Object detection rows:
·····

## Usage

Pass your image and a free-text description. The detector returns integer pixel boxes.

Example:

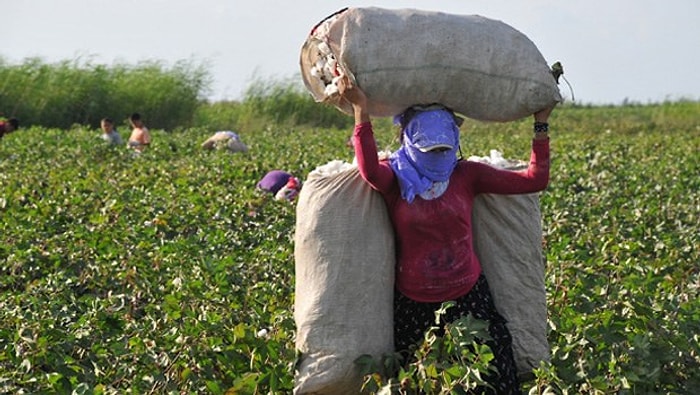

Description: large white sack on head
[294,164,395,395]
[300,7,561,121]
[472,156,550,375]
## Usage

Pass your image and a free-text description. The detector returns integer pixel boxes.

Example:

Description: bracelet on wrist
[534,122,549,133]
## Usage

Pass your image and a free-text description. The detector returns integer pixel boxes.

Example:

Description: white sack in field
[294,161,395,395]
[300,7,561,121]
[469,151,550,375]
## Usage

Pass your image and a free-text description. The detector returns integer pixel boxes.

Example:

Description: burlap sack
[472,162,550,376]
[300,7,561,121]
[294,167,395,395]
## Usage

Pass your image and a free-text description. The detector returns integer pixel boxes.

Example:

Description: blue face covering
[389,109,459,203]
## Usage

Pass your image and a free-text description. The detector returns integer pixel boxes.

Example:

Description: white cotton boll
[327,58,338,71]
[318,42,331,55]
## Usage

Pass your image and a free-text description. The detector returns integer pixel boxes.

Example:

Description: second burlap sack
[294,162,395,395]
[300,7,561,121]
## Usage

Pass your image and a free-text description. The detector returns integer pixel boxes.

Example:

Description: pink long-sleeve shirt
[353,122,549,302]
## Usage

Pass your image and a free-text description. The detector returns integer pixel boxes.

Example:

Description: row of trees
[0,58,211,129]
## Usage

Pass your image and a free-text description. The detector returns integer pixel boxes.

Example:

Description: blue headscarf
[389,107,459,203]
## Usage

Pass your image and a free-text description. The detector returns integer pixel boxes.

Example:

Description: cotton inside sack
[300,7,561,122]
[294,161,395,395]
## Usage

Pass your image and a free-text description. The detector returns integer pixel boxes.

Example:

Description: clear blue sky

·····

What the exercise asks:
Could you recast the rows as a two-column CSV headed description and boxes, with one line per row? Put each row's text and its boxes into one quoted field each, turn line breaks into spaces, and leave the pictures out. Start at the beginning of the rows and stop after the line that has "[389,109,459,203]".

Result for this exercise:
description,boxes
"## Usage Pass your image and a free-text description. The detector returns integer pixel boxes. Example: Description: large white sack on head","[294,164,395,395] [300,7,561,121] [472,156,550,375]"
"## Usage Pass your image and a free-text description. The detector returns integer pixel boxes. Example: Description: bracelet on wrist","[534,122,549,133]"
"## Usage Pass your image and a free-text description. The detector returns integer pixel boxes. Example: Description: white sack in field","[294,161,395,395] [300,7,561,121] [469,151,550,375]"
"## Usage Pass your image and a free-text description. The detector returns integer pixel boxes. Example: Description: burlap sack","[472,162,550,376] [300,7,561,121] [294,167,395,395]"
"## Usage Pass your image and a free-text description. The detector returns integer pixel boxes. Example: Description: blue face covering","[389,109,459,203]"